▸ **ЗАДАНИЕ**
Определите в записях ниже все строки, где встречается слово «sock», и перепишите каждую из них. Регистр букв учитывается.

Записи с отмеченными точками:
"""
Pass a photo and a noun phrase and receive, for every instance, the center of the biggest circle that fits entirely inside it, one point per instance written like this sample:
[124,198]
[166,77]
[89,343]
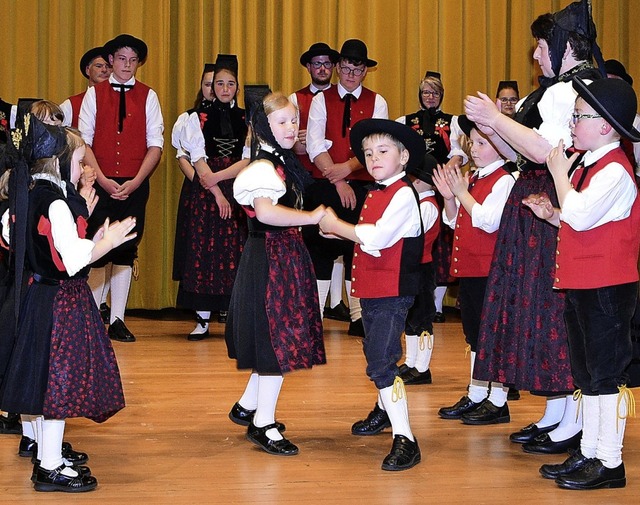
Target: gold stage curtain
[473,43]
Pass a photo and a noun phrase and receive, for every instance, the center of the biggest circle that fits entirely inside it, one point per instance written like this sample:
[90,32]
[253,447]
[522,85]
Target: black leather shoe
[118,331]
[594,475]
[404,454]
[239,415]
[543,444]
[376,421]
[54,480]
[462,406]
[572,464]
[276,447]
[356,328]
[529,432]
[487,413]
[414,377]
[10,424]
[339,313]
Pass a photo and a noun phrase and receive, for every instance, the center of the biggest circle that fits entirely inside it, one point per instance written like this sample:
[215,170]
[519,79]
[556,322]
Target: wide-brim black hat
[412,141]
[356,50]
[319,49]
[614,100]
[91,55]
[126,40]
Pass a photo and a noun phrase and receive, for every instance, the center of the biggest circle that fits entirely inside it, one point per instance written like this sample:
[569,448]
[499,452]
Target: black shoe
[462,406]
[529,432]
[105,313]
[594,475]
[543,444]
[339,313]
[10,424]
[415,377]
[572,464]
[54,480]
[487,413]
[404,454]
[356,328]
[376,421]
[276,447]
[118,331]
[244,417]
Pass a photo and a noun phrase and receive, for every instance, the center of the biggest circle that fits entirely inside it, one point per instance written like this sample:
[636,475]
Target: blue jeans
[598,325]
[384,320]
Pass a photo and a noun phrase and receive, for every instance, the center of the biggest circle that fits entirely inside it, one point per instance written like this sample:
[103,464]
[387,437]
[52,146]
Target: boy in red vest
[473,207]
[385,276]
[596,262]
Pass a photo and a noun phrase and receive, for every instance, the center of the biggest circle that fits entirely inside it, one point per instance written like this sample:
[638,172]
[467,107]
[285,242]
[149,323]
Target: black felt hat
[126,40]
[319,49]
[356,50]
[91,55]
[412,141]
[614,100]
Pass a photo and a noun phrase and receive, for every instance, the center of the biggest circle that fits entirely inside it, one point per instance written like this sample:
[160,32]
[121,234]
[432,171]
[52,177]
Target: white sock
[394,399]
[199,329]
[438,297]
[571,422]
[553,411]
[249,399]
[411,342]
[120,284]
[425,348]
[337,281]
[268,392]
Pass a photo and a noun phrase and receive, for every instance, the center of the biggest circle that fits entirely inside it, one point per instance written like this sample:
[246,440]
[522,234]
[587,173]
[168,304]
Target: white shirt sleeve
[74,251]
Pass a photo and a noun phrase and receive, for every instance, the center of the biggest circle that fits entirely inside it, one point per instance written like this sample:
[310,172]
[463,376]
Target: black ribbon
[123,103]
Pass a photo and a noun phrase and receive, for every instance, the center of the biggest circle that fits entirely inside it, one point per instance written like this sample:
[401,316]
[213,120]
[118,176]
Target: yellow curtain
[473,43]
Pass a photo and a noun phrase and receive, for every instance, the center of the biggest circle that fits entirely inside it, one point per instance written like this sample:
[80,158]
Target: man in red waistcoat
[121,122]
[340,179]
[95,67]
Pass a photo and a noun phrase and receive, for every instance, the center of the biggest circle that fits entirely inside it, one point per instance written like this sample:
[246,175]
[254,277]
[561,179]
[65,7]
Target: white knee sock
[249,399]
[571,422]
[268,392]
[395,403]
[120,284]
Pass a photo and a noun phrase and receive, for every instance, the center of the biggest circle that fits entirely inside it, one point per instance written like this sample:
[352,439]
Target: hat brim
[411,140]
[583,91]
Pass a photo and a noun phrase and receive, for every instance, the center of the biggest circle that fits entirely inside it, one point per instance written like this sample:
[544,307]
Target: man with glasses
[340,178]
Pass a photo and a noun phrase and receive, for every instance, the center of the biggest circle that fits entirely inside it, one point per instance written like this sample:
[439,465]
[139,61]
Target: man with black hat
[95,67]
[340,178]
[121,122]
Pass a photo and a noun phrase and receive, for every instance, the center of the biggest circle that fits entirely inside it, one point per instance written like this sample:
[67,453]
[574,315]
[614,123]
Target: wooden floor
[174,443]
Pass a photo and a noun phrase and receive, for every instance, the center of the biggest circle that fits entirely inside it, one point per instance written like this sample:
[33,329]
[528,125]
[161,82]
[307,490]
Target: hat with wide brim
[614,100]
[91,55]
[356,50]
[126,40]
[319,49]
[411,140]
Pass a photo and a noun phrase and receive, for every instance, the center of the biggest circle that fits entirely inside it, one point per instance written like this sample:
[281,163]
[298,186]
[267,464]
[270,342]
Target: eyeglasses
[320,64]
[577,117]
[355,71]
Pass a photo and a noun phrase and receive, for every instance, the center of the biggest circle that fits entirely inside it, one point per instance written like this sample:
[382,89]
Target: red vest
[473,247]
[304,97]
[606,255]
[120,154]
[362,108]
[76,103]
[431,234]
[395,272]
"""
▸ **ПИСЬМЕННОЕ РЕШЕНИЕ**
Target: white sock
Target: white knee sock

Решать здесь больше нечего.